**Set problem:** Rewrite the rows below with "sidewalk" changed to "footpath" and everything else unchanged. Leave out the pictures.

Extracted records:
◇ ◇ ◇
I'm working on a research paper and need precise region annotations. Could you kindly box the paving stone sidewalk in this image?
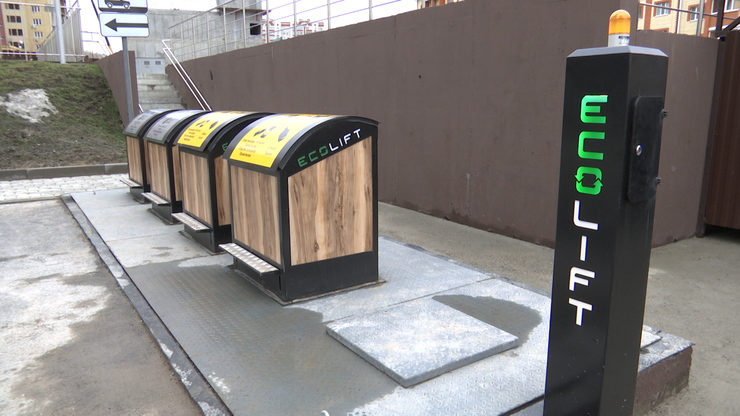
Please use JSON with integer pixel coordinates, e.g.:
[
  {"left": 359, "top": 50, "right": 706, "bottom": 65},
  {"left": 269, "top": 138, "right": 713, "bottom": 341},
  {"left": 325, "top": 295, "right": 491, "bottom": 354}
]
◇ ◇ ◇
**The completed task:**
I'm working on a research paper and need precise region annotations. Could you kindly box the paving stone footpath in this image?
Please use JSON with integer pixel coordinates, e.g.:
[
  {"left": 359, "top": 50, "right": 706, "bottom": 65},
  {"left": 269, "top": 138, "right": 713, "bottom": 341},
  {"left": 325, "top": 295, "right": 491, "bottom": 354}
]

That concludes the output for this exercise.